→ **Material provided**

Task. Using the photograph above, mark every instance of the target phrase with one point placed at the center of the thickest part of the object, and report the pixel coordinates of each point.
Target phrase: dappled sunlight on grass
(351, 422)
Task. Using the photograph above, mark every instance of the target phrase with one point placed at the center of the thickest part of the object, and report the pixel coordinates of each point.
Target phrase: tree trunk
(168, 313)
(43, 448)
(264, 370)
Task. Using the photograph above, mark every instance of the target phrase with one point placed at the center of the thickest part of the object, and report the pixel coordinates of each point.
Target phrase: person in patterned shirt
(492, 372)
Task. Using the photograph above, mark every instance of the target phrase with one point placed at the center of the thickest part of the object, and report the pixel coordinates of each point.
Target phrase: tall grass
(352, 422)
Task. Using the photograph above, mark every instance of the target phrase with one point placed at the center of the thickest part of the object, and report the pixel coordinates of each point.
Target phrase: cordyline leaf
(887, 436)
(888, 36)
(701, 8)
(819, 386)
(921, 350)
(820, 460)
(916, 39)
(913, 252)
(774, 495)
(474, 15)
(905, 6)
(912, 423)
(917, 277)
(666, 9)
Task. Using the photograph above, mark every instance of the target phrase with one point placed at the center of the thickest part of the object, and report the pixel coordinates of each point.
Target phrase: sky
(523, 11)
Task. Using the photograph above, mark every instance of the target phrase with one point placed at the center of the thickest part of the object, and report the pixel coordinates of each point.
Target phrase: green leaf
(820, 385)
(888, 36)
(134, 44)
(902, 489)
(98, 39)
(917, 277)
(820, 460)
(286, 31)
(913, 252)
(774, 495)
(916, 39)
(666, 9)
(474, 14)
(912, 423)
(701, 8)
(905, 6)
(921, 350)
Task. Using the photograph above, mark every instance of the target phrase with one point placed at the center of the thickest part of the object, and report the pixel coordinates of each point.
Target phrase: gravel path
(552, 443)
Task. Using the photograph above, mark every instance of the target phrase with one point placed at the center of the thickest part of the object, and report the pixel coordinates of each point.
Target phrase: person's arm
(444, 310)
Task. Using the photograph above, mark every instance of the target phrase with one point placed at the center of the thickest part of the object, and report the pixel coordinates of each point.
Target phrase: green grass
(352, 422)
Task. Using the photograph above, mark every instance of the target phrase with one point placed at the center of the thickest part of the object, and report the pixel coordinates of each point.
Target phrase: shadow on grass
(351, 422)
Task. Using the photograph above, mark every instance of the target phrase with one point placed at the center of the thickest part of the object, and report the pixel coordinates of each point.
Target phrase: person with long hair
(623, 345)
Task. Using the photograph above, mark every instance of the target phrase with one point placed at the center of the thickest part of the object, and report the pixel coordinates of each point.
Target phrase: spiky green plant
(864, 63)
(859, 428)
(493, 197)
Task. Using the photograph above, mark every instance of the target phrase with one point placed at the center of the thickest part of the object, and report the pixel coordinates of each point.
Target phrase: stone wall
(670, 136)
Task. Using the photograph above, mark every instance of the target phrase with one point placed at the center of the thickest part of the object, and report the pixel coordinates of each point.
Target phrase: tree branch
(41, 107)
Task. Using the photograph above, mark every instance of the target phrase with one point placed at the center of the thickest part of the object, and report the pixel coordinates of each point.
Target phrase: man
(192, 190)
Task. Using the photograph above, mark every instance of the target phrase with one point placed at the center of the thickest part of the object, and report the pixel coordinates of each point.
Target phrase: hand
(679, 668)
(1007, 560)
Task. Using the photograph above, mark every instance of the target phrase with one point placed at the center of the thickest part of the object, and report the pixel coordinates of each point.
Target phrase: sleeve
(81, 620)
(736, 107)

→ **Exercise requirements**
Extract every row above that contains the string "leaf". Matching is case-sensitive.

→ **Written solution**
Target phrase: cordyline leaf
Target phrase: green leaf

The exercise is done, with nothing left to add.